### THE INPUT
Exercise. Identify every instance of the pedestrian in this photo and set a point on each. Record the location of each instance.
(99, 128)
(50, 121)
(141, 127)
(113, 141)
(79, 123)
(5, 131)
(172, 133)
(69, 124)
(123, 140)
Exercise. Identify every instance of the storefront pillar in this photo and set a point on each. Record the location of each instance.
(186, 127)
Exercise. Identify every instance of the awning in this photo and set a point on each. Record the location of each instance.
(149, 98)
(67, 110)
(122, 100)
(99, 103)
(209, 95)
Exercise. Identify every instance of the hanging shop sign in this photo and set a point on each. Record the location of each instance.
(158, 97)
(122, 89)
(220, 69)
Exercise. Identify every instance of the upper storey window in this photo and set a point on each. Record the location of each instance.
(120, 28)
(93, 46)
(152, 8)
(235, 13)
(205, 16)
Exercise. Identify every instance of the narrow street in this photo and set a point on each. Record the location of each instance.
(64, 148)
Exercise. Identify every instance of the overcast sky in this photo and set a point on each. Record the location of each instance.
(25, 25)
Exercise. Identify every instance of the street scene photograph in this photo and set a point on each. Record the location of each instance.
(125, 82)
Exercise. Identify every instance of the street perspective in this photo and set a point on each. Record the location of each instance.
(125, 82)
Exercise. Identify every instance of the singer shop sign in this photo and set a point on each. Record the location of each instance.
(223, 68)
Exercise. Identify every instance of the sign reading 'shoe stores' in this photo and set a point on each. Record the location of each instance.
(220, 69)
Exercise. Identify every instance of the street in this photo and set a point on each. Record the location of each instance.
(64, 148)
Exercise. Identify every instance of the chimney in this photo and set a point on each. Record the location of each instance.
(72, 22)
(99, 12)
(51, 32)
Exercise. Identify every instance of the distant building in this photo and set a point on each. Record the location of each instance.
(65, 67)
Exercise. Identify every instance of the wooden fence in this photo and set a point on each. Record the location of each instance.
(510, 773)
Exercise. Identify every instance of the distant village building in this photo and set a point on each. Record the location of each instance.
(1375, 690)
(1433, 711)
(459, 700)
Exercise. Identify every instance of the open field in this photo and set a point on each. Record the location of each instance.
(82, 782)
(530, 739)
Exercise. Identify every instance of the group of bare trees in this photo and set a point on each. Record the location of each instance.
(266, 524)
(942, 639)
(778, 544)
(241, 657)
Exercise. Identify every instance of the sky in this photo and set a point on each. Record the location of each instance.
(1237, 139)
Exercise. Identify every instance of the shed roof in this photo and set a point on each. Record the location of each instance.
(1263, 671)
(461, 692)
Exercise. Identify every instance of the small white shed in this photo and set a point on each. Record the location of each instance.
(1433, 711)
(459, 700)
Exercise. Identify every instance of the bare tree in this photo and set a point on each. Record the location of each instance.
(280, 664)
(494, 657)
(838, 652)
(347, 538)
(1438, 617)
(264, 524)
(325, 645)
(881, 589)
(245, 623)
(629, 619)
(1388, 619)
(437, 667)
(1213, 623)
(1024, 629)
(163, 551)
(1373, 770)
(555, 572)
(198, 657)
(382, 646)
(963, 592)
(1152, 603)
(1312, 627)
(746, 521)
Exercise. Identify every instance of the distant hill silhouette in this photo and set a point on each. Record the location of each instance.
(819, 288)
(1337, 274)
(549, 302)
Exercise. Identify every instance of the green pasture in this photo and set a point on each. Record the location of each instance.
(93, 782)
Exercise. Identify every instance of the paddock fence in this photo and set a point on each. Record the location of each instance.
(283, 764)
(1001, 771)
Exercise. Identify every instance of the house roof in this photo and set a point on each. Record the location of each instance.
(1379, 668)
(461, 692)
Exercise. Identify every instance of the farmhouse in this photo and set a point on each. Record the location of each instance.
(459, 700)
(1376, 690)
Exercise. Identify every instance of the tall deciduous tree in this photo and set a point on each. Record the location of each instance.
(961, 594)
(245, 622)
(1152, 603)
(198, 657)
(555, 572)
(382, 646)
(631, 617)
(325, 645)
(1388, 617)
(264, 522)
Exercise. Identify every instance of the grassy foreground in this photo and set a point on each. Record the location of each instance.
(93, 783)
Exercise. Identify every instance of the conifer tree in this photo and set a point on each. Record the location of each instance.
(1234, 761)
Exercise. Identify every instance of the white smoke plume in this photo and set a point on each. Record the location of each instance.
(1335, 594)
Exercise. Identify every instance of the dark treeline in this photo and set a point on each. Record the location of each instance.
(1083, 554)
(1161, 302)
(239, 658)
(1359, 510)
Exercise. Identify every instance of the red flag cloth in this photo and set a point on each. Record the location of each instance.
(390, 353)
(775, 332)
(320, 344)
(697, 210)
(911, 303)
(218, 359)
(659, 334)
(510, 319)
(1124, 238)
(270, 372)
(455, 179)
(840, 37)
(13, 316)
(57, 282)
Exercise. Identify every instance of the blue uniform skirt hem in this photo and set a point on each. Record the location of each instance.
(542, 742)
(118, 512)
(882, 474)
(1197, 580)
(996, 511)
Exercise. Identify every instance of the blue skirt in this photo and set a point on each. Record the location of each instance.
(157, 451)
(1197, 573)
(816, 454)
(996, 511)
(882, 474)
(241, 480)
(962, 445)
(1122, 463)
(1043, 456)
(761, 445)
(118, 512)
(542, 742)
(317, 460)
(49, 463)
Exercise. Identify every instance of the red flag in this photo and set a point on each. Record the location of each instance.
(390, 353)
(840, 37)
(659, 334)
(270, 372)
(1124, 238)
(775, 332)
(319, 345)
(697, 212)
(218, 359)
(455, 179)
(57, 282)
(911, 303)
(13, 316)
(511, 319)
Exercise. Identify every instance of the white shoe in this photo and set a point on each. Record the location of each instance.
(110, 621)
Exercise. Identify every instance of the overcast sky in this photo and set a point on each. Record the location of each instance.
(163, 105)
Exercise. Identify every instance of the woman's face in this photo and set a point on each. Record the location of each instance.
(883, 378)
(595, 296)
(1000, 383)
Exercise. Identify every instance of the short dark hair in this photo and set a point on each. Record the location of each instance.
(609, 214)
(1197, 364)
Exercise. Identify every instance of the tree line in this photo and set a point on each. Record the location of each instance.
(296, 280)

### TASK TO COMPLETE
Output the listing above without altering a single character.

### ANSWER
Exercise. Identify every instance of the pedestrian in this photo and set a point on each. Record the location of each instance.
(99, 128)
(50, 121)
(141, 127)
(113, 141)
(79, 123)
(5, 131)
(172, 133)
(69, 124)
(123, 140)
Exercise. Identify every instance of the storefront pillar in this photo and set a point on each. Record the location of each instance.
(186, 127)
Exercise. Identify every instance of the awning in this photo and set a point on each. Record the location of each instance.
(149, 98)
(67, 110)
(122, 100)
(99, 103)
(209, 95)
Exercise. Identify every instance of the hanging shop sign in this photo and set a point on each. Record the location of each instance.
(158, 97)
(122, 89)
(220, 69)
Exercise. Identify every instance of the upper storey window in this photo and set a point on each. Record the location of each instance.
(120, 28)
(93, 46)
(152, 8)
(235, 13)
(205, 16)
Exercise. Identify every instance of the narrow street in this photo and set a point on each. Record the location of each instance.
(64, 148)
Exercise. Identify every instance of the overcast sky in this photo and set a point on each. Record the location of each instance.
(25, 25)
Exercise. Identify every instance of the street scene photograph in this photo and set a point on each. Record the location of each instance.
(125, 82)
Exercise. Identify every instance of the street perspective in this photo and set a point on each. Record the location of each instance.
(125, 82)
Exercise. Identify every instance of the singer shop sign in this photo and set a point on each. Record the location of each instance.
(223, 68)
Exercise. Identify every instance of the sign reading 'shoe stores' in this photo and set a point on each. Record the location of each instance.
(220, 69)
Exercise. Identify every instance of the street in this photo and set a point on each. Record the location of each instance.
(64, 148)
Exercise. Identify every instance of the chimney in this photo and set a point on each. Record the location of each instance.
(72, 22)
(99, 12)
(51, 32)
Exercise. Identify every instance of the distant building in this photo and set a point on each. Record the location of each instance.
(65, 67)
Exercise. Identify every instance of the wooden fence in this photo and set a point on each. Record the location of each instance.
(510, 773)
Exercise. Identify every instance of the distant village building in this photo and set a point on each. Record the location of each instance.
(1375, 690)
(1433, 711)
(459, 700)
Exercise. Identify every instance of the open field in this photo and set a point on each. Record the location of each instance.
(82, 782)
(530, 739)
Exercise. Identify every instance of the group of bare trees in this photo and set a point on each. Record the location of each instance.
(266, 524)
(942, 639)
(778, 544)
(241, 657)
Exercise. Identify every instance of the sky in this photo and set a point on each. Record the location of each instance.
(1237, 139)
Exercise. Identify every instance of the shed roof in this photo and set a point on each. Record the location of each instance.
(1263, 671)
(461, 692)
Exercise. Identify every instance of the small white shed in this photo and set a point on each. Record the location of each instance.
(1433, 711)
(459, 700)
Exercise. Identify every instance of the bare tree in this photo and set a point on each. Record the location of each instance.
(280, 664)
(494, 657)
(838, 652)
(347, 538)
(1438, 617)
(264, 524)
(325, 645)
(881, 589)
(245, 623)
(629, 619)
(1388, 619)
(437, 667)
(1213, 623)
(1024, 629)
(163, 551)
(1373, 770)
(555, 572)
(198, 657)
(382, 646)
(963, 592)
(1152, 603)
(1312, 627)
(746, 521)
Exercise. Identify every instance of the distant hill silhouette in this photo and set a point on each. Record the location of each instance.
(819, 288)
(1337, 274)
(549, 302)
Exercise. Identify every instance of the green pasture in this photo and set a point on each. Record the location of each instance.
(93, 782)
Exercise. Identify every instance of the paddock fence in this photo and set a point on each. Record the location of each instance.
(283, 764)
(1001, 771)
Exercise. Identify every instance of the house roof in this photo and set a point on each. Record the location of each instance.
(1379, 668)
(461, 692)
Exercise. Identify every instance of the farmhouse in this photo and set a point on each. Record the location of each instance.
(459, 700)
(1376, 690)
Exercise. Identify every instance of the tall deciduous tree in this photo and set a point on each. Record the location of each instance.
(961, 594)
(245, 622)
(1152, 603)
(198, 657)
(555, 572)
(382, 646)
(631, 617)
(325, 645)
(1388, 617)
(264, 522)
Exercise. Identify every instance of the grassy foreground in this photo and set a point on each. Record the location of each instance.
(93, 783)
Exercise. Identify every instance of the conifer tree in this photo and set a point on each. Record the location of each instance.
(1234, 761)
Exercise. Identify every instance of the white smoke plume in this photo and set a point on each. Record the location of each instance.
(1335, 594)
Exercise. Identify every instance of the dark treeline in this photo and set a point on each. Record the location of each instance.
(1083, 554)
(1161, 302)
(239, 658)
(1359, 510)
Exercise. Identify every instance of the red flag cloth in this photo and set a point on each. Record the location of each instance.
(390, 353)
(775, 332)
(320, 344)
(697, 210)
(911, 303)
(218, 359)
(659, 334)
(510, 319)
(1124, 238)
(270, 372)
(455, 179)
(840, 37)
(13, 316)
(57, 282)
Exercise. Identify every instance of the blue uniform skirt hem in this photo and set a point on each. Record the location of each instance.
(542, 742)
(118, 512)
(882, 474)
(1197, 580)
(996, 511)
Exercise. Identify every instance of the blue skirt in this photo and set a point on each. Record the location of each instance.
(157, 451)
(1197, 573)
(816, 454)
(996, 511)
(882, 474)
(241, 480)
(962, 445)
(1122, 463)
(1043, 456)
(761, 445)
(118, 512)
(542, 742)
(317, 460)
(49, 463)
Exercise. Identify every instance of the red flag in this photo and set a point on each. Record the location of each instance.
(390, 353)
(840, 37)
(659, 334)
(270, 372)
(1124, 238)
(775, 332)
(319, 345)
(697, 212)
(218, 359)
(455, 179)
(57, 282)
(911, 303)
(13, 316)
(511, 319)
Exercise. Identify every instance of the white shoe in this photo and set a point on each. Record the location of each instance.
(110, 621)
Exercise. Identify every instance of the overcast sky in this photo and set a point on each. Record the location of each instance.
(163, 105)
Exercise. Identify every instance of the woman's face in this photo and set a point on each. Record the location of each instance.
(883, 378)
(595, 296)
(1000, 383)
Exercise. Identify every instance of the short dark hair in this photo and set a point on each. Record the location of each instance.
(609, 214)
(1197, 364)
Exercise. Identify every instance of the tree line in this photo and set a point on each. Record the location of each instance.
(296, 280)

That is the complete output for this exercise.